→ GIVEN PROBLEM A: Reproduce the records below word for word, from the line containing "Task: indicate the chimney" through the last line of the records, including both of those lines. Omit the pictures from your reply.

→ SOURCE DOCUMENT:
========

Wednesday 3 July: Conference day one, 2:30pm – 3:00pm parallel session

 

Venue

Room 6 – 303-B05 Sem

 

Presenter

Associate Professor Thomas Olsson
Lund University, Sweden
thomas.olsson@lth.lu.se

Oddfrid Førland
University of Bergen, Sweden

Associate Professor Torgny Roxå
Lund University, Sweden
Torgny.roxa@lth.lu.se

 

Overview

Systems for rewarding and recognizing teaching excellence have been implemented in many countries world-wide (Land & Gordon 2015), partly driven by an increased attention to quality assurance and development in higher education. For example, Australia and the UK recognize excellent teachers through professional frameworks on a national level, mainly with prizes and fellowships (Chalmers 2011; Turner & Gosling 2012). These initiatives, as for example the UK Professional Standards Framework (UKPSF), focus primarily on individual career development whereas reward systems in the Nordic countries tend to be more directed toward institutional development (Olsson & Roxå 2013; Meld. St. 16 2017). We would argue that institutional development should be overarching and include individual career development.

========

→ GIVEN PROBLEM B: According to the session overview, which two countries recognize excellent teachers through national professional frameworks?

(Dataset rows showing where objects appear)

========

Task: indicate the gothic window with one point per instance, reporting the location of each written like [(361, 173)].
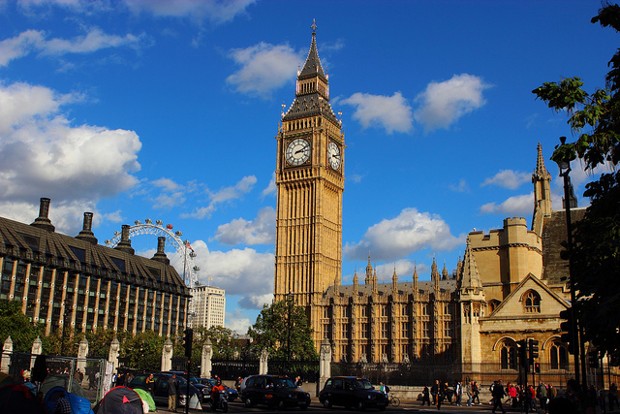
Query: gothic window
[(493, 304), (405, 329), (425, 330), (531, 301), (425, 309), (558, 356), (385, 330), (508, 355)]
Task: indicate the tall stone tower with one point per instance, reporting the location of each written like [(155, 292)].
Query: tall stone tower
[(310, 184), (542, 193)]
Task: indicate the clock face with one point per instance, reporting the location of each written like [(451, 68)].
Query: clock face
[(333, 155), (298, 152)]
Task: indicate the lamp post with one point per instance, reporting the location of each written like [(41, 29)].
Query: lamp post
[(289, 300), (564, 166)]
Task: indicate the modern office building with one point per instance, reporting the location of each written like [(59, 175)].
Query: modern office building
[(510, 284), (209, 306), (64, 281)]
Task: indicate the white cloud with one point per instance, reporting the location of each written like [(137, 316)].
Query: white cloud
[(409, 232), (33, 41), (391, 113), (271, 187), (444, 103), (75, 164), (224, 195), (238, 322), (514, 206), (508, 179), (218, 11), (264, 68), (243, 272), (460, 187), (240, 231)]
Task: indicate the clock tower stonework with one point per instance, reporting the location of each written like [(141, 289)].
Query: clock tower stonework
[(310, 184)]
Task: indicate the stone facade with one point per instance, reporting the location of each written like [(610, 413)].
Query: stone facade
[(63, 281), (510, 285)]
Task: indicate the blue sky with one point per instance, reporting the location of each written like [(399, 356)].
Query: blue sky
[(168, 109)]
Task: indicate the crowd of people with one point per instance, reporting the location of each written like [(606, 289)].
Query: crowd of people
[(526, 398)]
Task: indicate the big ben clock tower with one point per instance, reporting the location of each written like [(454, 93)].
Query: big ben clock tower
[(310, 183)]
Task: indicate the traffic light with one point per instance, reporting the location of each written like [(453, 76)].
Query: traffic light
[(593, 359), (187, 342), (566, 326), (533, 344)]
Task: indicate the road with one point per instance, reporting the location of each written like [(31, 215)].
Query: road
[(316, 408)]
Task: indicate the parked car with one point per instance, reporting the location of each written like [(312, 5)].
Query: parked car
[(208, 383), (160, 387), (273, 391), (352, 392)]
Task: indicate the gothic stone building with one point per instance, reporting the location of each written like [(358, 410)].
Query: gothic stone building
[(509, 285), (63, 281)]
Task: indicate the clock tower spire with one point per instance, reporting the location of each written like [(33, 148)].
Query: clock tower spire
[(310, 184)]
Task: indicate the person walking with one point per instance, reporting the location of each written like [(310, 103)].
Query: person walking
[(426, 396), (458, 392), (541, 394), (498, 394), (475, 393), (173, 391), (435, 391), (469, 393), (150, 384)]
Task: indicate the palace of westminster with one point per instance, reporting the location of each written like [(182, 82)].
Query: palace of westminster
[(510, 284)]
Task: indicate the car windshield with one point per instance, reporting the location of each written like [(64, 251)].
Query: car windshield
[(284, 383), (363, 384)]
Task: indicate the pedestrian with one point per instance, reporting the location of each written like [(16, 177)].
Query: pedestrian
[(426, 396), (541, 394), (173, 390), (441, 395), (613, 396), (475, 393), (458, 392), (469, 393), (498, 393), (435, 391), (150, 384)]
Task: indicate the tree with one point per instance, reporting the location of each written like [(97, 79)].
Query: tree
[(143, 350), (595, 117), (15, 324), (280, 325)]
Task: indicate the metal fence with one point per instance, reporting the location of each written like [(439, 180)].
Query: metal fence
[(231, 369), (425, 373), (87, 378), (307, 370)]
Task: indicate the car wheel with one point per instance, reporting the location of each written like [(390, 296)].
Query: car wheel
[(248, 403)]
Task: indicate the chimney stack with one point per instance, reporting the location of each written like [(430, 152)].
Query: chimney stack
[(87, 229), (43, 221), (160, 256), (125, 244)]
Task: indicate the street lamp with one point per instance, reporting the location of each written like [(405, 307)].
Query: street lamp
[(289, 300), (564, 166)]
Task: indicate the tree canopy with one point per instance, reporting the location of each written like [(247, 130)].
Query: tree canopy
[(282, 325), (595, 119)]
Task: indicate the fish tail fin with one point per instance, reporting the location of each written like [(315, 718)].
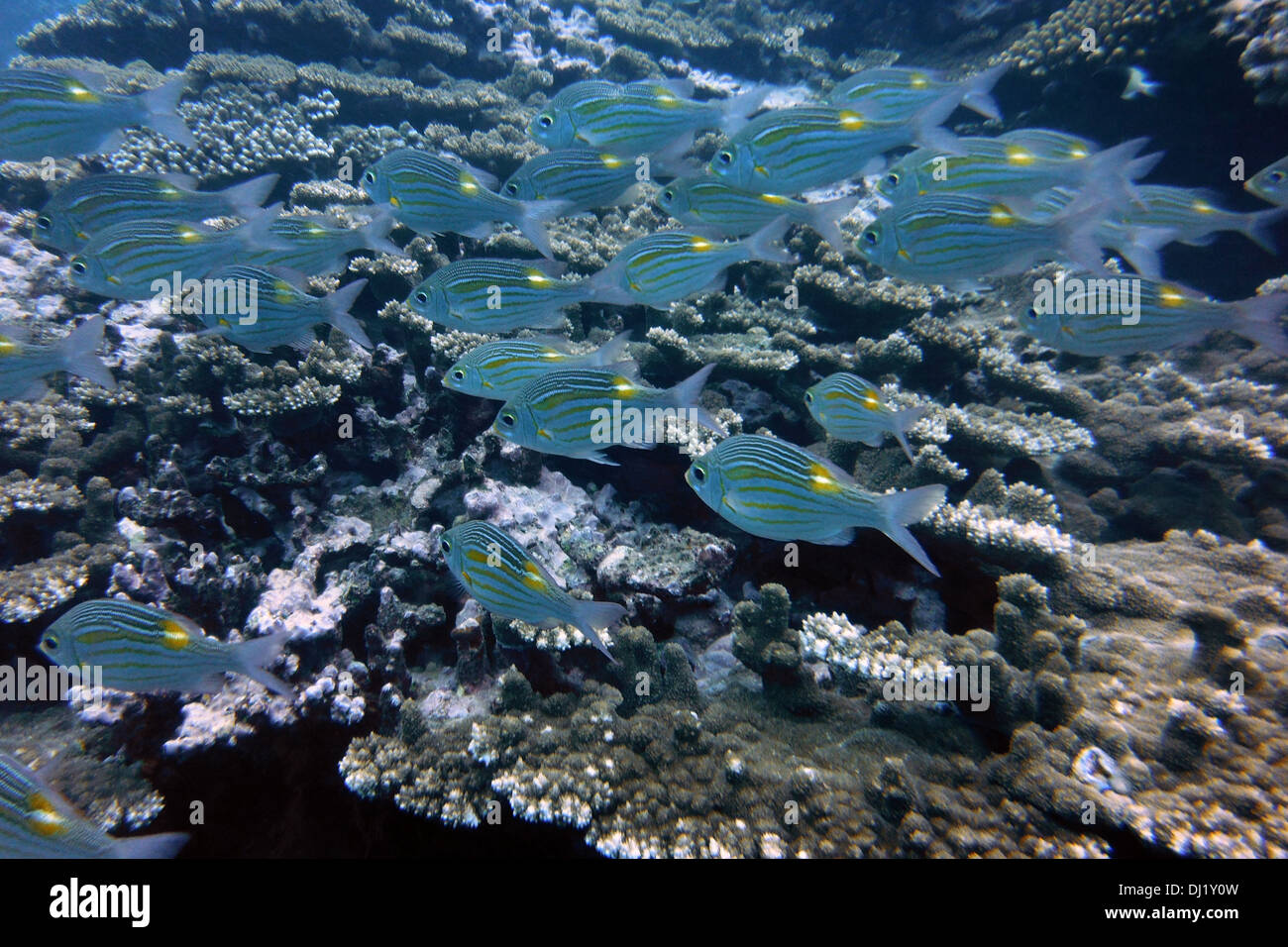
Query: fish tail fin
[(589, 616), (532, 219), (737, 111), (1141, 250), (825, 218), (910, 506), (245, 198), (687, 394), (252, 656), (765, 243), (338, 305), (161, 107), (78, 354), (257, 234), (375, 232), (900, 424), (977, 91), (160, 845), (1258, 321), (1257, 226), (613, 351)]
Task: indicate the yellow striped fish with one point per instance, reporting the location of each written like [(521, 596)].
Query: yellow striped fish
[(778, 491), (850, 408), (147, 650), (38, 822), (509, 582)]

========

→ TASK OUTPUT A:
Task: indicate the chimney stack with one point per instance, reporting the location of each written like [(430, 152)].
Query: chimney stack
[(87, 229), (43, 221), (160, 256), (125, 244)]
Task: indicate the street lamp with one point per instance, reporting the location of each written like [(405, 307)].
Query: street lamp
[(289, 300), (564, 166)]
Task: indicate the tree canopy with one point per instance, reporting the location of each written like [(247, 130)].
Query: tree canopy
[(282, 325), (595, 119)]
Task: indicate the fish tail fin with one point per instance, reporting the location of each written like [(315, 718)].
Query: fish tail fin
[(589, 616), (532, 219), (737, 111), (1141, 250), (825, 218), (910, 506), (245, 198), (687, 394), (252, 656), (765, 243), (338, 305), (161, 107), (78, 354), (257, 234), (375, 232), (900, 424), (977, 91), (160, 845), (1258, 321), (1257, 226), (613, 351)]
Task: indicate the yellow striped fish with one point per instance, reporting the location of each written like [(521, 596)].
Query: yellow striped fish
[(778, 491), (850, 408), (147, 650), (38, 822), (509, 582)]

→ TASK OUTPUT B: Australia and the UK.